(Items from a data source)
'''
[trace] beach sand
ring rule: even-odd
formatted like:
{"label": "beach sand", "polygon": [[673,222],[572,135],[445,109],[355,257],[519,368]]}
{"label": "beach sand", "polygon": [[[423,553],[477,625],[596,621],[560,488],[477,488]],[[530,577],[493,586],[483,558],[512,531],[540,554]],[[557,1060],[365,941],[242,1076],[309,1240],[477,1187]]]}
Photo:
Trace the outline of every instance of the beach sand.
'''
'''
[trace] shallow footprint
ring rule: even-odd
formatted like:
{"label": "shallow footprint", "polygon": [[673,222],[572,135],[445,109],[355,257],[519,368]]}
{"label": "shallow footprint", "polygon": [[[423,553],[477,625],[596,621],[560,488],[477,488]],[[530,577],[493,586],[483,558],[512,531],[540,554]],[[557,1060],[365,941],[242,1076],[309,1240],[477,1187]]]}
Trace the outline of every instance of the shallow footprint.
'''
AIM:
How many lines of the data above contain the string "sand"? Reply with the number alone.

REPLY:
4